Selected excerpt
╭──
Monday, March 28, 2005

happy deaf jesus day: the weekend.



new jersey is possibly the most boring state. it's kind of this perfect balance btw cities and country and results in... null state. serious truebiz nullstate. nothing there to see, nothing there to do. trees been killed animals ran. people are kind of a cross between rocks and people.

my mother lives there terrified in a small house across the street from her mother. whenever i go to visit i propose going for a walk in the tongue of woods between cracktown and the garden state parkway. this time it only took me an hour to get my mother to stop shrieking about me getting eaten by wild dogs. strewth, i think she was mostly concerned about her poodle, who i was gonna walk with. once i dropped the leash, she dropped her objections. so whiz. not that im implying shes wrong. packs of wild labs and shit like that wander around terrified of people and Peugeots, and you never see a kid or dog alone out there. such is suburban america.

walked on the ridge of the tongue by the highway like i did when i was a kid. came out at wawa's, like i did when i was a kid. unlike child-me, i bought bananas instead of m*m-s. (screw traditional puncturation. right?) walking back managed to calm down and kept singing "the earth is my mother; her arms welcome me home." i wonder what it's like to be deaf, no car, no life, living in this godforsaken folded-armpit-skin of the world all the bloody time. i conclude i too would shriek about wild dogs.

the day before i came down i spent cleaning out my new office, running home, and joining the faes at d*n*d's for drumming circle. cypress was there, so happy joe! and in the middle of dancing and drumming (elizabeth was sitting, tranced out pounding with the best of them and Cypress was grazing by the snack table) guess who shows? Mikey, with his boyfriends, from Vermont. Course I'm all over him in a minute, which causes much comment about the font, but hey, he's Mikey. The guys are good too. I was pretty giddy and didn't have more than one beer, cos I was floating with happiness. later Cypress tells me people thought i was on crystal meth cos I was so happy. which kinda pissed me off, but also makes me kind of smile. home pretty blissful.
╰──
Provided material
╭──
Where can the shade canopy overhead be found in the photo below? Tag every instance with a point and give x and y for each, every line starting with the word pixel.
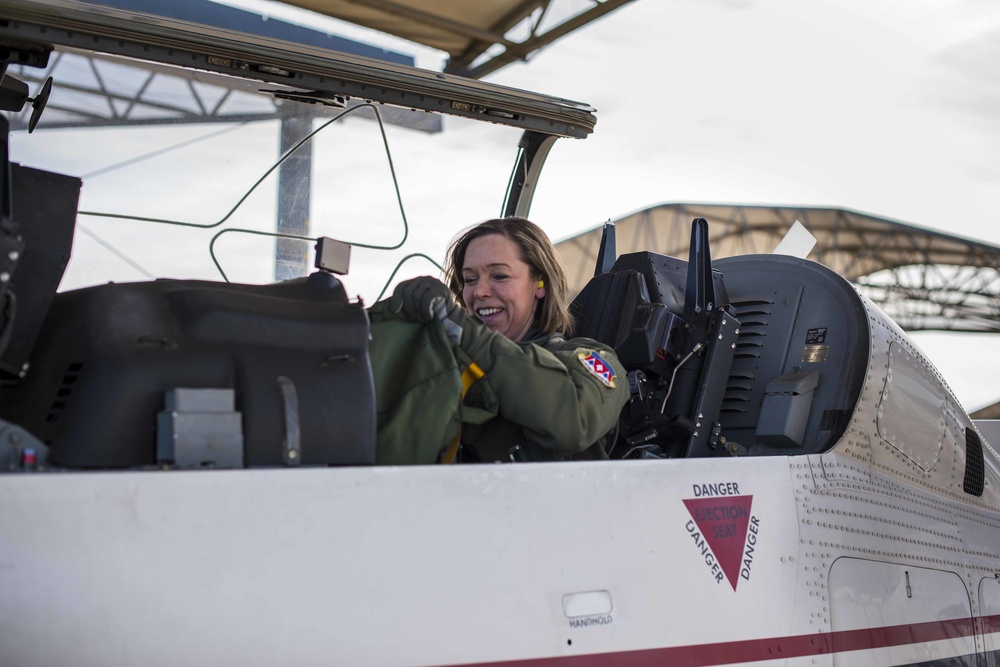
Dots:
pixel 480 36
pixel 925 280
╰──
Request 1
For each statement about the weekend blog post, answer yes or no and quote the words of the post that decide it. (a) The writer's mother lives across the street from her own mother. (b) At wawa's the writer bought m&m's. (c) The writer drank several beers at the drumming circle.
Request 2
Rewrite the weekend blog post starting at "the day before" and ending at "home pretty blissful.", swapping "Mikey" for "Michael".
Request 3
Extend the weekend blog post past its final sentence.
The data has no role in this work.

Final answer 1
(a) Yes: "my mother lives there terrified in a small house across the street from her mother."
(b) No: "unlike child-me, i bought bananas instead of m*m-s."
(c) No: "didn't have more than one beer"

Final answer 2
the day before i came down i spent cleaning out my new office, running home, and joining the faes at d*n*d's for drumming circle. cypress was there, so happy joe! and in the middle of dancing and drumming (elizabeth was sitting, tranced out pounding with the best of them and Cypress was grazing by the snack table) guess who shows? Michael, with his boyfriends, from Vermont. Course I'm all over him in a minute, which causes much comment about the font, but hey, he's Michael. The guys are good too. I was pretty giddy and didn't have more than one beer, cos I was floating with happiness. later Cypress tells me people thought i was on crystal meth cos I was so happy. which kinda pissed me off, but also makes me kind of smile. home pretty blissful.

Final answer 3
today it's raining sheets of water onto the ground, horizontally. little gasps inbtw so we can breathe. this is new york in spring... makes me think of the Schiavo fiasco. wonder if terri's body is dead yet. was she thinking, in there? fifteen years of being pulled and prodded by others. and a bunch of christian idiots sitting outside her hospice trying to break in with bottles of water. she's being fed and watered by a tube, guys. what are you going to do, choke her to death?

the earth is her mother, and will welcome her home.

Monday, March 21, 2005

laurent: attack and parry



Laurent doesn't exist yet. It's going to, if the dreams of Marvin Miller come true, as the dreams of John Flournoy before him, and the dreams of Douglas Buillard in the Deaf novel Islay did not. Already the town is coming under attack by historical reconstructionists such as the AGB association, which claims that this "sign language town" will isolate Deaf people (or "the deaf" as they prefer to call us) "even more" than we already are. From the New York Times article on the subject:
"We think there is a greater benefit for people to be part of the whole world," said Todd Houston, executive director of the Alexander Graham Bell Association for the Deaf and Hard of Hearing in Washington. "I understand the desire to be around people like ourselves, and I don't have a problem with that, but I don't think it's very wise. This is a little bit of circling-the-wagons mentality, if you ask me."

Well, goody. Let's apply this to everyone else - why should white people be allowed to live in gated communities? *snort* What about people who are of a specific faith - should they be allowed to live together? I mean, honestly, it's not like Miller wants to shoot his potential townsfolk off to Mars. He just wants to establish a community. And the establishment of a community is often beneficial to the psychological state of those who join it.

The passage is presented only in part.